Object location annotation data
:::
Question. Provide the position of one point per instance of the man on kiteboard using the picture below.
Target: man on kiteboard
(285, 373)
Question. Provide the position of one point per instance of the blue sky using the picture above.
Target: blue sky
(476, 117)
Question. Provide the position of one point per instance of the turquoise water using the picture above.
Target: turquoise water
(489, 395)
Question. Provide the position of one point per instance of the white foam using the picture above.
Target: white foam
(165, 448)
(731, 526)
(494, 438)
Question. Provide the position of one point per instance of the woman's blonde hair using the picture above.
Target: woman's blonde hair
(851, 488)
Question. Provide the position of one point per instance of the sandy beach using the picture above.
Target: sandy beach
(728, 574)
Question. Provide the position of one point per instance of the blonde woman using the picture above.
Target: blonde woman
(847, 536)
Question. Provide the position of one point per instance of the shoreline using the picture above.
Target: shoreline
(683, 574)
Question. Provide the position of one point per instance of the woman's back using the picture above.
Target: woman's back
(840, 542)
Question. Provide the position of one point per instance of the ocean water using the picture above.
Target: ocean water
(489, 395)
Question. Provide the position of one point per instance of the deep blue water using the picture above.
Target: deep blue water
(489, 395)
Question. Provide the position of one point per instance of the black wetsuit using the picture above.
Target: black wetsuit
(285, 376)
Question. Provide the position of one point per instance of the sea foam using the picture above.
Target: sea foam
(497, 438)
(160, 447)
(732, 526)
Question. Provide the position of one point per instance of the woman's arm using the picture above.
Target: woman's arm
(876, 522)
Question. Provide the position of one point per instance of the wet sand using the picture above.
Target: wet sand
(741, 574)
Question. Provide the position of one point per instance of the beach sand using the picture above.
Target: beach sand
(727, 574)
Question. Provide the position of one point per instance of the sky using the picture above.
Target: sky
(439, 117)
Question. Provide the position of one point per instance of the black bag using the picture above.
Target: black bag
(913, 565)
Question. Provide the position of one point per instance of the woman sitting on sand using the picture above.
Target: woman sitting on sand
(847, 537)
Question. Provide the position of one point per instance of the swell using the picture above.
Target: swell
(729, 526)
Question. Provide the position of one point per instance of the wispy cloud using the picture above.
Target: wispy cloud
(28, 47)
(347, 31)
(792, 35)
:::
→ **What the task requires**:
Begin with the line that contains "shoreline using the picture above." and set down each line exactly until the records above end, including the final line.

→ **Written response**:
Question. Provide the position of one point per instance of the shoreline using the picture above.
Target: shoreline
(683, 574)
Question. Provide the position of one point per instance of the woman's back using the picture above.
Target: woman's back
(840, 542)
Question. Provide the position of one point per instance of the ocean water using the picture above.
Target: ocean water
(489, 395)
Question. Provide the position of one point per instance of the deep blue water using the picture above.
Target: deep blue water
(489, 395)
Question. Provide the position of one point per instance of the black wetsuit using the picture above.
Target: black wetsuit
(285, 376)
Question. Provide the position of one point per instance of the sea foam using the picture above.
Target: sea foam
(497, 438)
(160, 447)
(732, 526)
Question. Provide the position of one point per instance of the woman's arm using the picture above.
Target: woman's arm
(876, 522)
Question. Provide the position of one point per instance of the wet sand using the picture above.
Target: wet sand
(741, 574)
Question. Provide the position of one point per instance of the beach sand using the picture above.
Target: beach sand
(727, 574)
Question. Provide the position of one point per instance of the sky using the picture above.
Target: sky
(439, 117)
Question. Provide the position of one point per instance of the black bag using the picture above.
Target: black bag
(913, 565)
Question. Provide the position of one point per instance of the woman sitting on sand using the picture above.
Target: woman sitting on sand
(847, 537)
Question. Provide the position of one point per instance of the swell using the picture above.
Target: swell
(729, 526)
Question. Provide the position of one point per instance of the wispy cloud using the picture above.
Target: wispy cloud
(28, 47)
(347, 31)
(792, 35)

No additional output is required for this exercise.